* [WHAT YOU HAVE TO DO]:
Please answer these questions about the text on the All-Flash 14 story:
1. What is the title of the story in All-Flash 14?
2. Whom do Winky, Blinky and Noddy ask for help in catching the Thinker?
3. Which editor freaks out over where the story is going?

* [TEXT SECTION]:
He returns in All-Flash 14’s “The Man Who Unleashed the Past,” which is easily my favourite story from this era.  It opens with Winky, Blinky and Noddy at the offices of DC Comics, discovering that All-Flash 14 has not been finished, and taking over the writing and drawing of the series.  The Thinker cons them into believing they have created a machine that pulls creatures from the past into the present, but that’s inconsequential compared to characters escaping situation by breaking panel boundaries, Winky,Blinky and Noddy asking Gardner Fox and  E.E. Hibbard for help in catching the Thinker, and editor Sheldon Mayer freaking out over where the story is going.  Doiby Dickles almost helps them fight the bad guys until Green Lantern pops in points out that they are in the wrong comic.

* [SUPPLIED DATA]:
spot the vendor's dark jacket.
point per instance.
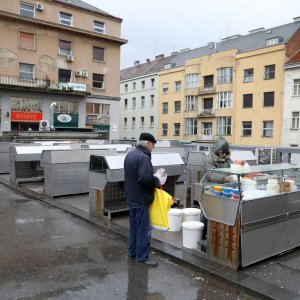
(139, 179)
(214, 162)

* [RESULT FOR THIS TASK]:
1. "The Man Who Unleashed the Past"
2. Gardner Fox and E.E. Hibbard
3. Sheldon Mayer